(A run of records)
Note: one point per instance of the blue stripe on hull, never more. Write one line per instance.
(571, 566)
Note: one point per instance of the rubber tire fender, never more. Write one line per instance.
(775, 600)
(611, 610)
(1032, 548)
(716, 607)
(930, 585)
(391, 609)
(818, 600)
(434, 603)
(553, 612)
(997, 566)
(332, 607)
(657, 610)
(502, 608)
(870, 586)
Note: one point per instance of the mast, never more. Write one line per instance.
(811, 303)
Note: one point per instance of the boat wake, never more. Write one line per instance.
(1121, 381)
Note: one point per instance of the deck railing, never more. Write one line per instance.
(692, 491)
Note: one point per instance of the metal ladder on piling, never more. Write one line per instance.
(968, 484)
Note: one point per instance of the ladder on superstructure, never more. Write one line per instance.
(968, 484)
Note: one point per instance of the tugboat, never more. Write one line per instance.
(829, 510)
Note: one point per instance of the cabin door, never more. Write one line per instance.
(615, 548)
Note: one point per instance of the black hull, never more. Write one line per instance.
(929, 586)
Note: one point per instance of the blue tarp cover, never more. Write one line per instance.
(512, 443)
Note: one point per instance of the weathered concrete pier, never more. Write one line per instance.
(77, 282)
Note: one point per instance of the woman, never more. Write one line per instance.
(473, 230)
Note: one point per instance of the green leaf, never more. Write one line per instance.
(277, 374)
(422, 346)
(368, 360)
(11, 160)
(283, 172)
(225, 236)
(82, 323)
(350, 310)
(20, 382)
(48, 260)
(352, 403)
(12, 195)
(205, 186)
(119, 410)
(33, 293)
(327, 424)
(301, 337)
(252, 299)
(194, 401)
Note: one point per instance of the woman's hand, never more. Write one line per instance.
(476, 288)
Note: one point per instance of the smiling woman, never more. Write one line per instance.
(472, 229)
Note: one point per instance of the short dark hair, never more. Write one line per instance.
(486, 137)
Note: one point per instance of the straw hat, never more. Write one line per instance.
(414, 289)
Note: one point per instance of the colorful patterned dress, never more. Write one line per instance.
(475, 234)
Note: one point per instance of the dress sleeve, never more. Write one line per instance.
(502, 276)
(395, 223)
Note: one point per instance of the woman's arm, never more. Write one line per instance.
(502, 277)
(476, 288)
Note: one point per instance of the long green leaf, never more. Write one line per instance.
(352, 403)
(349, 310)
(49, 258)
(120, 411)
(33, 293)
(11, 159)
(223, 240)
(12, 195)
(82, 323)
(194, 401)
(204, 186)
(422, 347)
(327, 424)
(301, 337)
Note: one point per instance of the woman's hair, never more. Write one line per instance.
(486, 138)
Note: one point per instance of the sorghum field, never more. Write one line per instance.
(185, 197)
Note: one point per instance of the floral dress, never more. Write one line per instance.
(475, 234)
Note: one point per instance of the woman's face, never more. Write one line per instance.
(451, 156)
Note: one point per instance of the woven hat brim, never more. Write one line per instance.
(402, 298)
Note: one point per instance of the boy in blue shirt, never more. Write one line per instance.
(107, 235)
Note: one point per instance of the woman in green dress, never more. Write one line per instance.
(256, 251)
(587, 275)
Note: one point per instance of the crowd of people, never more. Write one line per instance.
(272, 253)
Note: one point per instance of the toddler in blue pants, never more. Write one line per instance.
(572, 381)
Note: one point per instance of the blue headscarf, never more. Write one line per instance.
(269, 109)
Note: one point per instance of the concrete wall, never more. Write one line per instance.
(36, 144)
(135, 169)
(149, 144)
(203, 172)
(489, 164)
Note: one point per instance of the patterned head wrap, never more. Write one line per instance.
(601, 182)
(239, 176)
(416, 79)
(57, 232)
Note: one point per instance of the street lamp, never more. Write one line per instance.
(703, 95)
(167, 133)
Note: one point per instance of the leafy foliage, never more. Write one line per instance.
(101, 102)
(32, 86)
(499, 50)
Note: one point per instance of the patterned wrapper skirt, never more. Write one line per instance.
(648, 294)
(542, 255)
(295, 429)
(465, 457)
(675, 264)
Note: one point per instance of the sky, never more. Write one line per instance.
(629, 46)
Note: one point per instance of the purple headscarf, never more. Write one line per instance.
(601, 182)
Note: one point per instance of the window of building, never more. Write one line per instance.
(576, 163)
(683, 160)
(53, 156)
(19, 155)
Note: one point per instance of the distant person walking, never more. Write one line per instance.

> **TASK BRIEF**
Restate the records, all of them, precisely as written.

> **THE COMPLETED TASK**
Note: one point per instance of the blue stripe on hull, never more. Write one line per instance.
(571, 566)
Note: one point per instance of the rubber tire fender, never more. Write one line per instance.
(775, 600)
(611, 610)
(1032, 548)
(716, 607)
(930, 585)
(391, 609)
(818, 600)
(434, 603)
(553, 612)
(997, 566)
(332, 607)
(657, 610)
(502, 608)
(870, 586)
Note: one point per instance of the mast, never more. Write one line per instance.
(811, 303)
Note: one point per instance of the boat wake, never more. Write one line per instance.
(1121, 381)
Note: one point per instance of the deck railing, never more. Write one line per instance.
(692, 491)
Note: one point per instance of the metal ladder on piling, never more. Write one line per instance.
(968, 484)
Note: one point per instance of the ladder on superstructure, never more. Write one line per instance.
(968, 484)
Note: one point per instance of the tugboat, never more. Write one line per instance.
(829, 510)
Note: one point per instance of the cabin door, never more. Write one line per instance.
(615, 548)
Note: one point per instance of the black hull, never more. Write one line per instance.
(929, 586)
Note: one point per instance of the blue tarp cover, never more. Write one line per instance.
(512, 443)
Note: one point per instance of the weathered concrete pier, never more. Write one line per instance.
(77, 282)
Note: one point per instance of the woman, never more. Write one line per instance.
(473, 230)
Note: one point per instance of the green leaf, never more. Write one line per instance.
(277, 374)
(422, 346)
(368, 360)
(11, 160)
(283, 172)
(225, 236)
(82, 323)
(350, 310)
(20, 382)
(48, 260)
(352, 403)
(12, 195)
(205, 186)
(119, 410)
(33, 293)
(327, 424)
(301, 337)
(252, 299)
(194, 401)
Note: one point per instance of the woman's hand, never more. Write one line per instance.
(476, 288)
Note: one point per instance of the smiling woman, never more. Write one line per instance.
(472, 229)
Note: one point per instance of the short dark hair, never more. Write one line per instance.
(486, 137)
Note: one point per instance of the straw hat, never more. Write one line per instance.
(414, 289)
Note: one point per instance of the colorful patterned dress, never more. Write one line per instance.
(475, 234)
Note: one point per instance of the dress sleeve, never more. Write one line per instance.
(502, 276)
(395, 223)
Note: one point per instance of the woman's arm, never more. Write one line per instance.
(502, 277)
(476, 288)
Note: one point per instance of the long green leaf, never more. Write one line per instance.
(352, 403)
(349, 310)
(49, 258)
(120, 411)
(33, 293)
(11, 159)
(223, 240)
(12, 195)
(82, 323)
(194, 401)
(204, 186)
(422, 347)
(327, 424)
(301, 337)
Note: one point per instance of the woman's hair, never more. Write one line per instance.
(486, 138)
Note: one point per instance of the sorghum field, never more. Write one line per instance.
(185, 197)
Note: one point per instance of the floral dress, never more. Write one line per instance.
(475, 234)
Note: one point per instance of the woman's face, never more. Write one line per instance.
(451, 156)
Note: one point per instance of the woven hat brim, never more. Write one line per instance.
(402, 298)
Note: one point per instance of the boy in blue shirt, never more. Write one line per instance.
(107, 235)
Note: one point per instance of the woman in green dress, never more. Write one line per instance.
(256, 251)
(587, 275)
Note: one point per instance of the crowd of people, never more. Write one line per instance.
(272, 253)
Note: one point per instance of the toddler in blue pants, never more. Write one line per instance.
(572, 381)
Note: one point per instance of the blue headscarf, never more. Write one line per instance.
(269, 109)
Note: one point per instance of the concrete wall, never more. Write one line per instance.
(36, 144)
(135, 169)
(149, 144)
(203, 172)
(489, 164)
Note: one point per instance of the patterned head wrap, never more. Write one line per instance.
(601, 182)
(239, 176)
(416, 79)
(57, 232)
Note: one point per instance of the street lamp, never more. Write one line per instance.
(703, 95)
(167, 133)
Note: one point per instance of the leafy foliage, never more. Write one line per instance.
(101, 102)
(32, 86)
(499, 50)
Note: one point per instance of the patterned wrapper skirt, never more. Write one line per instance.
(648, 294)
(542, 255)
(295, 429)
(465, 457)
(675, 264)
Note: one point per instance of the sky, never more. Write one line per instance.
(629, 46)
Note: one point per instance of the purple headscarf, never more. Write one line per instance.
(601, 182)
Note: one point per instance of the window of building, never more. Write one line per instance.
(576, 163)
(683, 160)
(53, 156)
(19, 155)
Note: one point per instance of the distant person walking, never more. Write one line per instance.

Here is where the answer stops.